====== Study material ======

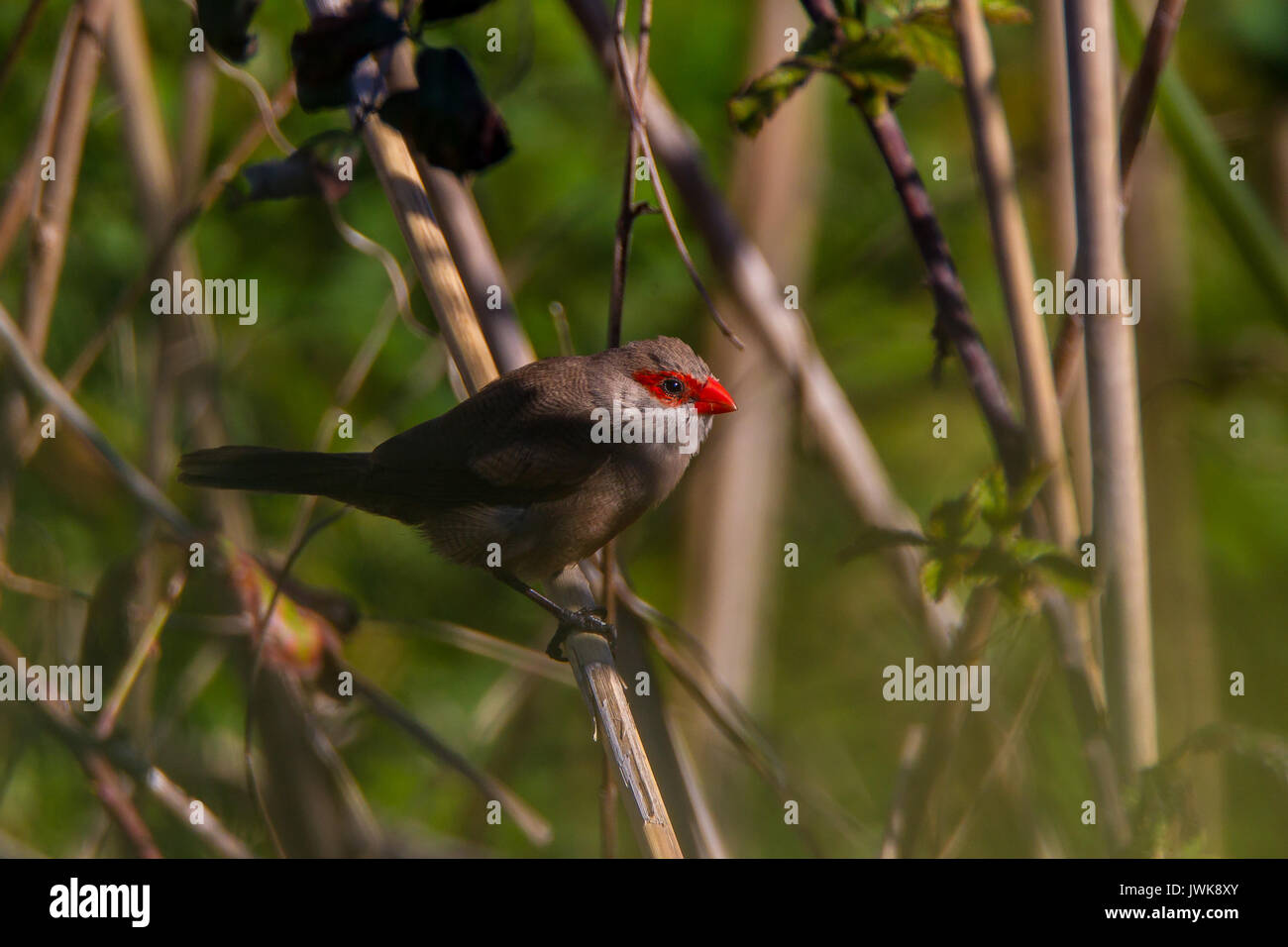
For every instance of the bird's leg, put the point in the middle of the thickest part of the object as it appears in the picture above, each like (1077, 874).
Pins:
(590, 618)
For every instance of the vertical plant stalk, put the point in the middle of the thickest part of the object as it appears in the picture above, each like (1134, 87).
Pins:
(997, 172)
(953, 321)
(589, 655)
(627, 210)
(24, 187)
(476, 258)
(1138, 102)
(733, 522)
(785, 334)
(53, 213)
(1111, 351)
(1136, 111)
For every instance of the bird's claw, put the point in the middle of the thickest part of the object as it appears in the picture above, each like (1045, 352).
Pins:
(591, 620)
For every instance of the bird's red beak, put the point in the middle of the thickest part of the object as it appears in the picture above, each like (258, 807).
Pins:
(712, 398)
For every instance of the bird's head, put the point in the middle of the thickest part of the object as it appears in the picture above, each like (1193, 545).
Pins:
(669, 373)
(665, 390)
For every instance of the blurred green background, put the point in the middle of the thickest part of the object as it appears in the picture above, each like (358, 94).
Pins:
(1211, 346)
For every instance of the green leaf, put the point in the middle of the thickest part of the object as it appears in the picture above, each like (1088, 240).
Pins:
(930, 42)
(1065, 574)
(750, 108)
(1006, 12)
(932, 579)
(876, 62)
(1001, 12)
(875, 539)
(992, 496)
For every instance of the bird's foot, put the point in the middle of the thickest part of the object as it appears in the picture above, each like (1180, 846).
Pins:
(592, 620)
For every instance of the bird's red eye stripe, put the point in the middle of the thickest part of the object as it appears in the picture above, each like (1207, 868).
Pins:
(656, 382)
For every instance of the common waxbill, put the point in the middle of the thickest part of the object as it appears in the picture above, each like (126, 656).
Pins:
(542, 462)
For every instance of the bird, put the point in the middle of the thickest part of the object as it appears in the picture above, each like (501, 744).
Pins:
(527, 476)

======

-- Work order --
A complete and exact copy of the records is required. Exclude the pictures.

-- Result for this exercise --
For every instance of the bird's leg, put the point in the middle of the thickest part of the object as it appears in the picture above, each like (1077, 874).
Pins:
(590, 618)
For every instance of the vertical plant stalk, put the point in the middle of the thickest part of the object as it appears in the picture above, each like (1134, 87).
Pins:
(997, 172)
(953, 321)
(589, 655)
(627, 210)
(24, 187)
(476, 258)
(1138, 102)
(733, 522)
(785, 334)
(53, 213)
(1111, 351)
(1136, 111)
For every instance of the bird's claw, put the point in the middle of the thickest part of the object as it appears in the picture above, each like (1045, 352).
Pins:
(591, 620)
For every instance of the bird's red beak, put the point in the middle of the thickest part of the object as it appears in the picture above, each like (258, 807).
Pins:
(712, 398)
For every instance of the bird's head, put the point in the middle of the thickest part of the object as it appears in the picture above, each like (1193, 545).
Pins:
(669, 373)
(665, 390)
For every instance of the blurred green background, put the point in the middle of the thickest part of the object as it appears in the picture above, each like (358, 94).
Pins:
(1211, 346)
For every instance of the green leaf, put the point in the middle of the thickest part of the object as it appears in the picture above, each like (1088, 240).
Pins:
(930, 42)
(1065, 574)
(750, 108)
(1006, 12)
(932, 579)
(876, 62)
(1001, 12)
(875, 539)
(992, 496)
For every instance of the bird's foot, put the point in the middle of the thickest part of the object as it appears in the picture above, each like (1180, 846).
Pins:
(592, 620)
For every instance of the bird's red eye stripe, put the point in the middle of the thickest part of the object as it appears in the picture above, each like (1207, 868).
Pins:
(656, 382)
For every instance of the common waxbill, put the point in the middle of the thickest part of the object as it appears in the picture above, each like (126, 656).
Pins:
(542, 462)
For every instance of the bird, put the point in the middle of the thickest part of the object as it appears in the picture above, each like (501, 744).
Pins:
(527, 476)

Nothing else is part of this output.